- DOCUMENT EXTRACT
☆ ☆ ☆ ☆ ☆ ☆ ☆

The Wayfair decision recently changed whether a state could impose sales tax on an out-of-state company that has no physical presence in the state. Many wineries and wine retailers (those that are eligible to ship legally into a state) may need to change their behavior. Depending on whether they meet certain sales thresholds or enter into a certain amount of transactions (the number for these categories varies by state), they will be required to collect and remit tax.

Now that physical presence does not matter for sales tax purposes, wineries and retailers may be tempted to enter a state by sending in employees to establish a market or hire representatives to perform these activities on their behalf.

Establishing a market is a positive thing, however, efforts in establishing the market may lead to unforeseen tax consequences that may alter a company’s business plan. Specifically, a company should be aware that the activities of its representatives or contractual representatives may unknowingly trigger another tax obligation, an income tax obligation.



The legal landscape has changed and may change even further based on the Tennessee Wine case (which could allow retailers to ship wine across state lines).

A winery or retailer could be tempted to enhance its market share by having employees or agents enter a state. However, any overreach in activity could cause a winery or retailer to become unknowingly subject to state income tax.

To guard against these consequences, a winery or retailer should be aware exactly what its employee’s or agent’s activities are in a given state.


The taxing standard

Public Law 86-272 (P.L. 86-272) governs the limits for a state’s authority to impose income tax on business entities that sell tangible personal property in the state. As wine is obviously tangible personal property and not a service, this is the standard we utilize for determining the limits on a state’s power to impose corporate income tax on a business entity.

Under P.L. 86-272 a business entity that’s sole activity is limited to soliciting sales of tangible personal property in a state, is immune from state corporate income tax. Further, any activity that is ancillary to the solicitation of sales is also immune from state corporate income taxation. P.L. 86-272 will narrowly expand the scope of immunity by allowing activity beyond ancillary activity, if the activities are de minimis.

☆ ☆ ☆ ☆ ☆ ☆ ☆

- ROWS
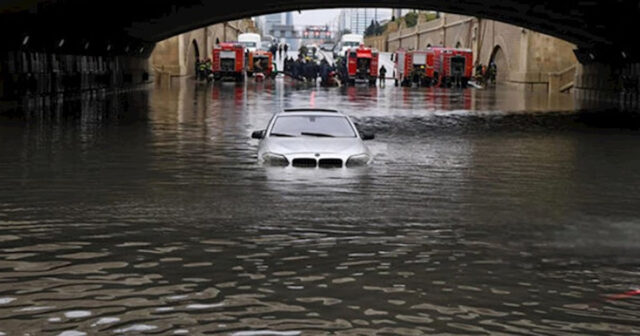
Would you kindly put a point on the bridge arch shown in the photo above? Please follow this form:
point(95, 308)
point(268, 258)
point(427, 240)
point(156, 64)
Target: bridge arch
point(193, 55)
point(499, 57)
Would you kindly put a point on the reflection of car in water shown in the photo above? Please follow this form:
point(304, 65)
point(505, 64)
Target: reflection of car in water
point(312, 138)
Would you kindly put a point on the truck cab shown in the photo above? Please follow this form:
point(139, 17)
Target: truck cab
point(250, 41)
point(362, 65)
point(228, 62)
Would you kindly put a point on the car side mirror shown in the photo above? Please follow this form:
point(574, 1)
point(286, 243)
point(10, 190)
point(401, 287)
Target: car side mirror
point(367, 136)
point(257, 134)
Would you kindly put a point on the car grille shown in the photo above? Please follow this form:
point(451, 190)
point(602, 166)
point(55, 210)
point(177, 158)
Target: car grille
point(330, 163)
point(304, 163)
point(312, 163)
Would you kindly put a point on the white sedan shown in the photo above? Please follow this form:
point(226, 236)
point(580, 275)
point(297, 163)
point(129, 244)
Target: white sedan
point(312, 138)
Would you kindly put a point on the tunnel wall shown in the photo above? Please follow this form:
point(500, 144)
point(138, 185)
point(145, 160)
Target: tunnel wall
point(601, 85)
point(31, 73)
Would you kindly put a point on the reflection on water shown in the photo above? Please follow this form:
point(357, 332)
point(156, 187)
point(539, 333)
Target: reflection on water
point(147, 213)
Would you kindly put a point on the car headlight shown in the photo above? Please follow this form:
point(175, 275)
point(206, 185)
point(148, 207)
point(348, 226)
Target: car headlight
point(358, 160)
point(274, 159)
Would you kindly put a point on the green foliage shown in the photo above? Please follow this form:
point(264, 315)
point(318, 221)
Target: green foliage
point(411, 19)
point(375, 29)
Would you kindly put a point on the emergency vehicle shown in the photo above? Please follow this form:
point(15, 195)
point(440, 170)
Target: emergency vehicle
point(362, 65)
point(416, 66)
point(452, 66)
point(260, 62)
point(228, 62)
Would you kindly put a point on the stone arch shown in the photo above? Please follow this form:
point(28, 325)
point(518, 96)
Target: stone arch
point(499, 56)
point(192, 56)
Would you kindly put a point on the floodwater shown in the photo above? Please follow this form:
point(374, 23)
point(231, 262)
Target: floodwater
point(484, 212)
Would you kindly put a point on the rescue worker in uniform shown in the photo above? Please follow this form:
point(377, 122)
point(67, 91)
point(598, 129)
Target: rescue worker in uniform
point(383, 76)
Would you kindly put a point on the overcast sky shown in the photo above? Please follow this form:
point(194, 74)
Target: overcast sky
point(314, 17)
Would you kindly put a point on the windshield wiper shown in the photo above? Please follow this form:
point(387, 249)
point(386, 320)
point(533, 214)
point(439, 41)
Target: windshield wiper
point(317, 134)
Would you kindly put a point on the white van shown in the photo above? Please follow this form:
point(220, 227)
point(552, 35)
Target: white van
point(250, 41)
point(349, 41)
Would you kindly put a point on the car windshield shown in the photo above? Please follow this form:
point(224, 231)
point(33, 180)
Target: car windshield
point(318, 126)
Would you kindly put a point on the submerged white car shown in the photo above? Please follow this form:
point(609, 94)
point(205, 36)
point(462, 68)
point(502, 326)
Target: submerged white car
point(312, 138)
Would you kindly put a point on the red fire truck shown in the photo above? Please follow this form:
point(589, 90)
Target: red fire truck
point(260, 62)
point(452, 66)
point(417, 67)
point(228, 62)
point(362, 64)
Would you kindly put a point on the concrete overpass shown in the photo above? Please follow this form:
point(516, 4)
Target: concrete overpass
point(602, 30)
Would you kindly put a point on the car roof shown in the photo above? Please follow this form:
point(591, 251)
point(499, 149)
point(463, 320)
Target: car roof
point(309, 110)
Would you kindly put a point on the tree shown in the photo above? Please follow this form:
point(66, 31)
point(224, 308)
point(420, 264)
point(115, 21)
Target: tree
point(411, 19)
point(371, 30)
point(374, 29)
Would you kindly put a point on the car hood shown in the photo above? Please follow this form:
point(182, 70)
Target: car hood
point(287, 146)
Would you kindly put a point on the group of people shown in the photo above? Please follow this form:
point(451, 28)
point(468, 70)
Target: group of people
point(277, 49)
point(203, 69)
point(305, 69)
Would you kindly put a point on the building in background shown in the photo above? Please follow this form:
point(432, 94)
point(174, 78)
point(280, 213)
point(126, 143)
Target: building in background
point(357, 20)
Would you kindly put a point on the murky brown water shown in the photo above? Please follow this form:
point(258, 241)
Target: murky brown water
point(147, 213)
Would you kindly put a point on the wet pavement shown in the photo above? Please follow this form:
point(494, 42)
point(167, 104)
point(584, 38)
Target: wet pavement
point(484, 212)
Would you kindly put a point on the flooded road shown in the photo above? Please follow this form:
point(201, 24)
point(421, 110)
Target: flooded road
point(484, 212)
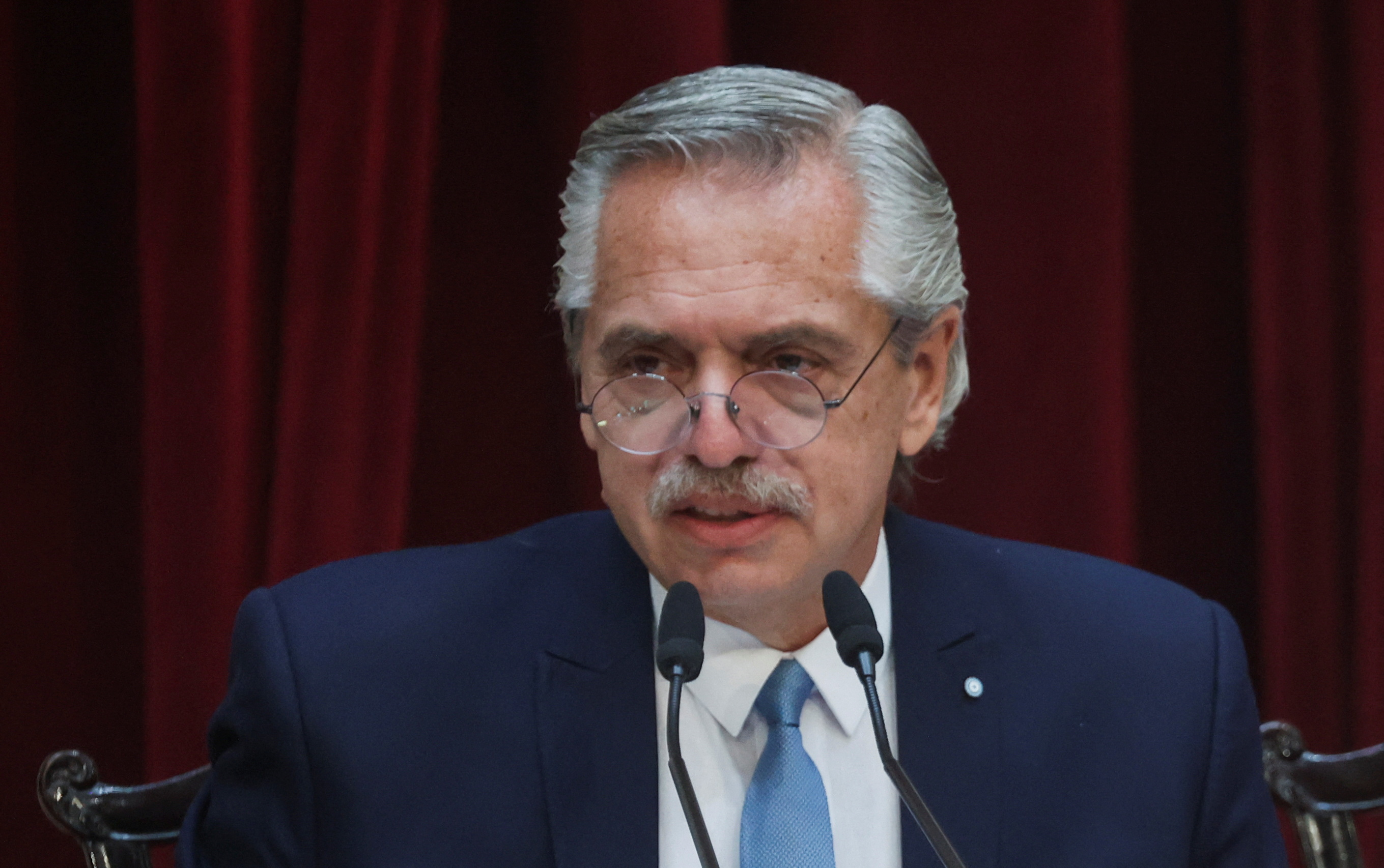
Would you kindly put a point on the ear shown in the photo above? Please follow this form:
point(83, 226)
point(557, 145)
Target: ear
point(928, 381)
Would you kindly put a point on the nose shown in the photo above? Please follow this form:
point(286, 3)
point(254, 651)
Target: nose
point(716, 441)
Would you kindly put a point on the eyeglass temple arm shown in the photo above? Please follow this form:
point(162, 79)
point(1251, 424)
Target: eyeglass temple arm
point(576, 387)
point(838, 402)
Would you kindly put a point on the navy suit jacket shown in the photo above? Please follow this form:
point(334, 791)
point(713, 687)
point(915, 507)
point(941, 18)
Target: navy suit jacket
point(493, 705)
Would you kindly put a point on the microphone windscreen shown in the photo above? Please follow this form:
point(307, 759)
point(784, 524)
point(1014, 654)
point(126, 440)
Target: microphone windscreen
point(682, 632)
point(850, 618)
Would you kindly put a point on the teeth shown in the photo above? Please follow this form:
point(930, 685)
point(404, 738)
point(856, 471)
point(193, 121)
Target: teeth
point(716, 513)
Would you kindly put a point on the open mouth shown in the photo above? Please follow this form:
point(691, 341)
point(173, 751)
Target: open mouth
point(721, 517)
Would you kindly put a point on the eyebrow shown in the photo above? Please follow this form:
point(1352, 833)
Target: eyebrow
point(625, 338)
point(825, 339)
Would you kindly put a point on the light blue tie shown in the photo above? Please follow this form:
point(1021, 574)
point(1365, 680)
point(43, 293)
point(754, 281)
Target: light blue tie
point(785, 823)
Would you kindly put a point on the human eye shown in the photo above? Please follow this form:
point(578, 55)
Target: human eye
point(792, 363)
point(644, 363)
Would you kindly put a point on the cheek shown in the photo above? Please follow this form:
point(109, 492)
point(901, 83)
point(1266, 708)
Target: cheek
point(625, 479)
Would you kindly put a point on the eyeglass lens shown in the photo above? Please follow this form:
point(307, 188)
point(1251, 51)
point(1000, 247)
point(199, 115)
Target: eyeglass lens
point(645, 414)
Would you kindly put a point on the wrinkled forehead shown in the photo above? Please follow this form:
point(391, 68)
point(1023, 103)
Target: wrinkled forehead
point(663, 218)
point(679, 245)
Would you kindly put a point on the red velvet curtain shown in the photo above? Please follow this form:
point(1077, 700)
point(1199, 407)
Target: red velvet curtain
point(273, 284)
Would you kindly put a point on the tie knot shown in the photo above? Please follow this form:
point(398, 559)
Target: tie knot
point(782, 697)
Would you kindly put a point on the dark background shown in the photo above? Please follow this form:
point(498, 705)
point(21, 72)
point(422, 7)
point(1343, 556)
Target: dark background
point(274, 281)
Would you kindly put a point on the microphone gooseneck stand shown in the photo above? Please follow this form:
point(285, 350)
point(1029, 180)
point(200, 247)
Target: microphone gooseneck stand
point(860, 644)
point(682, 632)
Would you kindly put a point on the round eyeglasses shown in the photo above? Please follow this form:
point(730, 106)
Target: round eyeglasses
point(647, 414)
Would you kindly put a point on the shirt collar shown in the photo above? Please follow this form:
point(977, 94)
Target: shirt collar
point(738, 665)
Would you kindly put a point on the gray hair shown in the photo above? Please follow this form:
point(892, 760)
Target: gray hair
point(765, 120)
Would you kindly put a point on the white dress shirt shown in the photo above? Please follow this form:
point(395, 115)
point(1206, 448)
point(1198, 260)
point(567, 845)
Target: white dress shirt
point(723, 737)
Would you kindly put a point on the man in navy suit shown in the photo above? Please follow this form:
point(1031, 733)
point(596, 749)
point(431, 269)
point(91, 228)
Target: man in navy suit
point(763, 298)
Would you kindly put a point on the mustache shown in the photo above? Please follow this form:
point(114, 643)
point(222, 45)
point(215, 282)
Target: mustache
point(763, 489)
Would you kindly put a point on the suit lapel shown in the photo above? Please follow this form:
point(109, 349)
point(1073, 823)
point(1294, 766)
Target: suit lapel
point(948, 741)
point(597, 721)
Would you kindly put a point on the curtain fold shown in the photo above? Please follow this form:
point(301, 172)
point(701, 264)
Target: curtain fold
point(1315, 197)
point(286, 162)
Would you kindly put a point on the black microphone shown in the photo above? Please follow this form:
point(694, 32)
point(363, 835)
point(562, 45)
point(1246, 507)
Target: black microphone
point(852, 621)
point(682, 632)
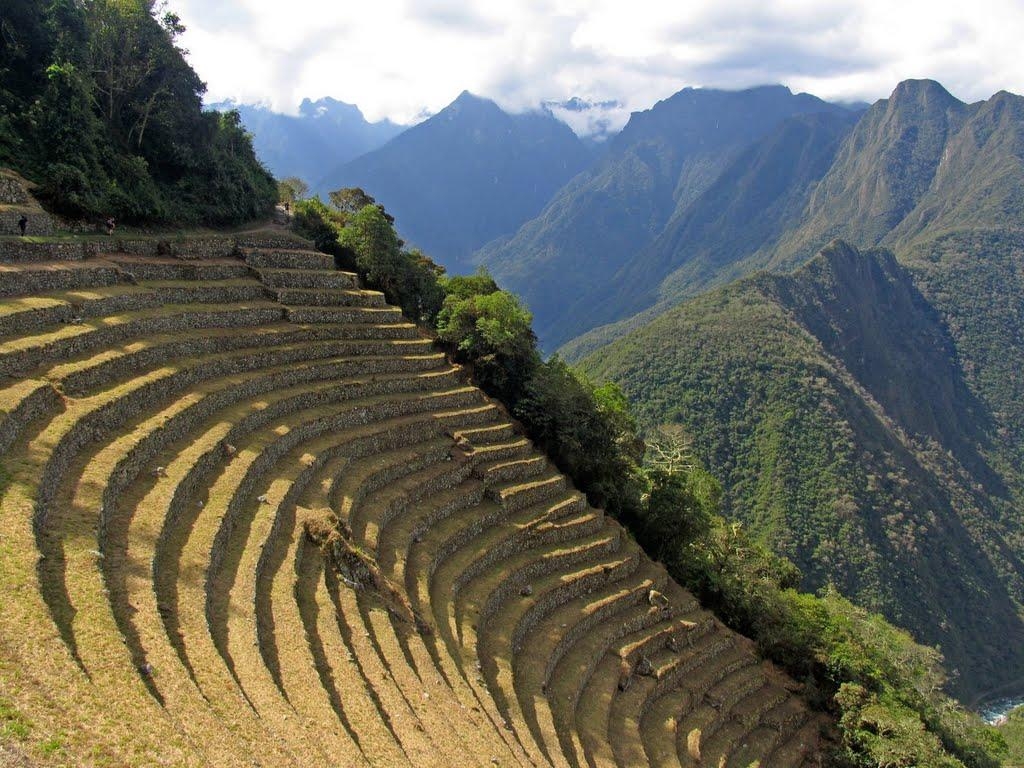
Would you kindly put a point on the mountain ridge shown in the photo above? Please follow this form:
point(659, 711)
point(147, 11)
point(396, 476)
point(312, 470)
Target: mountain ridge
point(468, 174)
point(662, 161)
point(800, 392)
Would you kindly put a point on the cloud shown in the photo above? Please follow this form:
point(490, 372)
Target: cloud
point(402, 58)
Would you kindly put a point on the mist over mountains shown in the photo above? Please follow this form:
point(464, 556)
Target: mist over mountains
point(297, 144)
point(865, 411)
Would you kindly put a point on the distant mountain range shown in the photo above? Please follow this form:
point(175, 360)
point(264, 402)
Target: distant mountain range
point(866, 411)
point(866, 414)
point(470, 173)
point(656, 172)
point(324, 132)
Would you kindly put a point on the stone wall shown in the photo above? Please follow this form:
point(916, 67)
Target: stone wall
point(40, 224)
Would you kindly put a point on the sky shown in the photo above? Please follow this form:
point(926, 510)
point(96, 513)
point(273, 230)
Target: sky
point(403, 59)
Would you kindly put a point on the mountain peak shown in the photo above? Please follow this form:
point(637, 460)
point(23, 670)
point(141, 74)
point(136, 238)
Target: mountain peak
point(924, 92)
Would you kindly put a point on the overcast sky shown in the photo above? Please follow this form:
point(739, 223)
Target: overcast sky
point(403, 58)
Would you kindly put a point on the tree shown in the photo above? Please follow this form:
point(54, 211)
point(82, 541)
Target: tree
point(351, 200)
point(292, 188)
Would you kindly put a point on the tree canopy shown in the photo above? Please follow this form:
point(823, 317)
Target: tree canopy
point(100, 109)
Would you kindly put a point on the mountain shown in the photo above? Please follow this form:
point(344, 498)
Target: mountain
point(663, 162)
point(843, 414)
point(594, 122)
point(916, 166)
point(467, 175)
point(728, 230)
point(324, 131)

☆ ☆ ☆ ☆ ☆ ☆ ☆

- PROBLEM DETAILS
Using the text on wine shipping and state taxes, answer:
1. What question did the Wayfair decision change?
2. What could the Tennessee Wine case allow?
3. Under P.L. 86-272, what sole activity makes a business entity immune from state corporate income tax?

- COMPLETE OUTPUT
1. Whether a state could impose sales tax on an out-of-state company that has no physical presence in the state.
2. It could allow retailers to ship wine across state lines.
3. Soliciting sales of tangible personal property in a state.